* **Given information**:
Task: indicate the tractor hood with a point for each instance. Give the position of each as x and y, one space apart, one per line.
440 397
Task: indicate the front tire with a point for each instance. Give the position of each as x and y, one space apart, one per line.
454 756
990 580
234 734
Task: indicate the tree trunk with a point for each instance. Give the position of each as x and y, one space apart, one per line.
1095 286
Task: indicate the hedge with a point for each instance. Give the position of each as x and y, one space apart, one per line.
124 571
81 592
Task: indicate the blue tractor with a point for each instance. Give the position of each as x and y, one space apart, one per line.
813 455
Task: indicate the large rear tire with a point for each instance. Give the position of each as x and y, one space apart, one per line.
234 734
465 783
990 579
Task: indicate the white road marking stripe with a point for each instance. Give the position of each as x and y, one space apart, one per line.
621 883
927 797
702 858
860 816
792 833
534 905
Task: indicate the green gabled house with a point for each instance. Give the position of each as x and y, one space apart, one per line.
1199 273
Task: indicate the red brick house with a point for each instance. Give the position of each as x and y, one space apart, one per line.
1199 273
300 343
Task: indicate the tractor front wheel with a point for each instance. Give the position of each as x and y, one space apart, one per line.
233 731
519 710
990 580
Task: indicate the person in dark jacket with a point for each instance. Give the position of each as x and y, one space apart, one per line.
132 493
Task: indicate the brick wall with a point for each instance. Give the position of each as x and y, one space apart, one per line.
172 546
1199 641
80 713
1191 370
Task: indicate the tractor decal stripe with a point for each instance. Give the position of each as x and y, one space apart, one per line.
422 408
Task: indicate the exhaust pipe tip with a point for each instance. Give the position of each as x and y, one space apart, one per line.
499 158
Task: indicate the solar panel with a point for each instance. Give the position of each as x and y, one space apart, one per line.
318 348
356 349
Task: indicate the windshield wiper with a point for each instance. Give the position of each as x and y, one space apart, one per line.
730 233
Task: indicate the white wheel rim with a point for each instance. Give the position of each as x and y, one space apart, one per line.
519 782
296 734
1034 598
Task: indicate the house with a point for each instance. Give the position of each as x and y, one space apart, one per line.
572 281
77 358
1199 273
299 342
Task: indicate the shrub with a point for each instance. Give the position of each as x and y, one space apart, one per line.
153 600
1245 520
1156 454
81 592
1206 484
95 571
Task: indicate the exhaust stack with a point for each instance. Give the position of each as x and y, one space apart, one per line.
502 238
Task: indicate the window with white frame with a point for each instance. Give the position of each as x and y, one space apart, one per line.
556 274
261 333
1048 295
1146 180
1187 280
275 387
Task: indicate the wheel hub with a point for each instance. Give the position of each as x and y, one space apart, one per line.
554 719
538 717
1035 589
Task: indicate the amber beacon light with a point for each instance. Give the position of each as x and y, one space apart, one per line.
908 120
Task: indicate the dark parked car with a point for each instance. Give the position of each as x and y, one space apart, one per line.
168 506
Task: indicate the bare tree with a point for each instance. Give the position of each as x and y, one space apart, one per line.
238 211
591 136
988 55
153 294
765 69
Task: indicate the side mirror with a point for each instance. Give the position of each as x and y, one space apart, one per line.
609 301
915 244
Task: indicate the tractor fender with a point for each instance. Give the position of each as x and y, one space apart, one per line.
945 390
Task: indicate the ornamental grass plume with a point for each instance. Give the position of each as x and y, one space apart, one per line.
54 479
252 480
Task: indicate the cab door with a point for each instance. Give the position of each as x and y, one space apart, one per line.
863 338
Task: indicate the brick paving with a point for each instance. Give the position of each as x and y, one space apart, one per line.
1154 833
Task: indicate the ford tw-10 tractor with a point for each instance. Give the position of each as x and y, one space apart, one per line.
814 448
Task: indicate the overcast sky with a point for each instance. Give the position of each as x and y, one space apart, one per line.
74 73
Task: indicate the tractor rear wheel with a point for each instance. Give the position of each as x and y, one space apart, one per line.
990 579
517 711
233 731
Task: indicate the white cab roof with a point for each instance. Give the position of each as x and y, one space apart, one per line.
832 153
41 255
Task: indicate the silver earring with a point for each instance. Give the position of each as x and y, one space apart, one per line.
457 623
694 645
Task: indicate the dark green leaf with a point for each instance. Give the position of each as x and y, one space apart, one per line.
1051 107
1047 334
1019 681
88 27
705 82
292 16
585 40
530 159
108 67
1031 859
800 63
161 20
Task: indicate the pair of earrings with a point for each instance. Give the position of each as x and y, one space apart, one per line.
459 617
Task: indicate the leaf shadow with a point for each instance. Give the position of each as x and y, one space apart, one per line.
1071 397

* **What you are asked to do**:
Print the entries exactly. Include every one.

* **Task solution**:
Task: indicate the tractor hood with a point for each instance. Give the position of each as x and y, one space apart, one per line.
440 397
Task: indicate the front tire with a point for each instance. Give the position of each as x and y, one space apart, one per line.
454 756
990 580
234 734
Task: indicate the tree trunk with a point for each instance. Give the position of each as x and y, one space apart, one per line.
1095 286
Task: indicate the hedge with a point for each instance. Give the position of each as x and y, one space apart, one per line.
124 571
81 592
Task: indicate the blue tractor with a point for each instance. Give the position of each as x and y, one space apart, one per line.
813 455
Task: indicate the large rear tire with a point for each instance. Give the position of each as x and y, one space apart, one per line.
234 734
465 783
990 579
Task: indicate the white road marking stripe with a point for each instance. Give the position of each as x and y, one space apart, one per line.
621 883
927 797
702 858
860 816
792 833
534 905
Task: indicate the green gabled house with a point for each instance. Give the position of each as x and y, one space apart, one per line.
1199 273
Task: indicate the red brick house with a point for each instance. Give the position of each as x and y, one space apart, one per line.
1199 273
300 343
Task: indicate the tractor front wheel with a point for each instance. Give the position of each as x and y, one space apart, one per line.
233 731
519 710
990 580
Task: indicate the person in dark jacket with a point for each instance. Give the position of each as x and y, one space apart, one per line.
132 493
Task: indicate the brick wall with a point for each instance. Give the position of each as x and y, one space apart, one per line.
172 546
1199 641
80 713
1191 370
Task: indicate the tractor decal stripe with a point for each instance. Give the position of each as x and y, one space apart, one per line.
422 408
Task: indicate the exhaust pipe tip with a point for each instance. Give the position of each as x and y, one space apart, one per line.
499 158
Task: indicate the solar panel with a point for each instance. Give the position of each as x and y, one space apart, one per line.
318 348
356 349
Task: indicate the windshield wiper with a point for each instance. Give the position of each as x and y, one space apart, one per line.
730 233
Task: indicate the white wheel rim with a point for each instance. Give the position of each as x and y, one space apart, one per line.
519 782
296 734
1034 598
Task: indicate the house with a point for each instance. Give the position of each as x and y, one space apart, one per line.
572 281
77 358
1199 273
299 342
Task: indicate the shrub with a point for each instance. Give the position of each as x and y, one space apart, one per line.
153 600
1245 520
1156 454
81 592
1206 484
95 571
Task: indicate the exhaust stack with a point for each instance. Give the position of each as x and y, one space apart, one per line.
502 238
Task: indicate the window with white frame with a point for each instance. Give the position of each as x and y, one space apart, one per line.
556 274
261 333
1048 295
1146 180
1187 280
275 387
Task: indicate the wheel hub with a point for each instance. Give the position of each as x and y, one space apart, one per line.
554 719
538 717
1035 589
Task: indicate the amber beacon light with a point for each instance. Give the position of each as x and y, one space apart, one per line.
908 120
Task: indicate the dark parked car with a point for each instance. Give the position of each as x and y, one space apart, one per line.
168 506
Task: indicate the bare tree with a point for each instance. Give the position of each as x and y, one space apart, one per line.
238 211
591 136
988 55
153 294
765 69
Task: indicate the side mirror with a point for each instance. Give the position of each as x and y, one space apart, one per line.
609 301
915 244
Task: indicate the tractor fender with a point for each instance. Give the position of each as x and y, one space apart, one per line.
945 390
Task: indicate the ornamental grass plume with a point for each instance. Give the position of each as x and y, one space apart, one per line.
54 479
252 480
Task: indicate the cab door with a point for each instance. Give the position of each as x and y, one space apart, one per line.
863 338
Task: indicate the brick paving with a point for each instance. Give the position of each as x and y, one space apart, one per line.
1154 833
Task: indicate the ford tw-10 tractor with a point for each instance. Give the position of each as x and y, one space apart, one per line.
814 448
Task: indicate the overcast sky with a point for each instance. Give the position of each as x and y, one space apart, one per line.
74 73
Task: indicate the tractor rear wheel with a point for each instance. Give the position of each as x and y, one space apart, one per line.
990 579
517 711
233 731
Task: indicate the white cab roof with a point for each instance. Give the position of each as x and y, one space apart, one per line.
832 153
41 255
Task: indicate the silver earring with a point for each instance. Give the position of each as x and y, one space apart, one per line.
457 623
694 645
Task: indicate the dark green leaf with a point for each instance. Give the position of each as x and y, one space apart, one per line.
1051 107
1047 334
1019 681
88 27
705 82
292 16
585 40
530 159
108 67
1031 859
800 63
161 20
Task: indicate the pair of earrings with a point for each instance. Give the position of each as x and y, one space apart, one per line.
459 617
Task: indicate the leaf shadow with a point for each instance. Give the position of each as x and y, one space apart, one per line.
1071 397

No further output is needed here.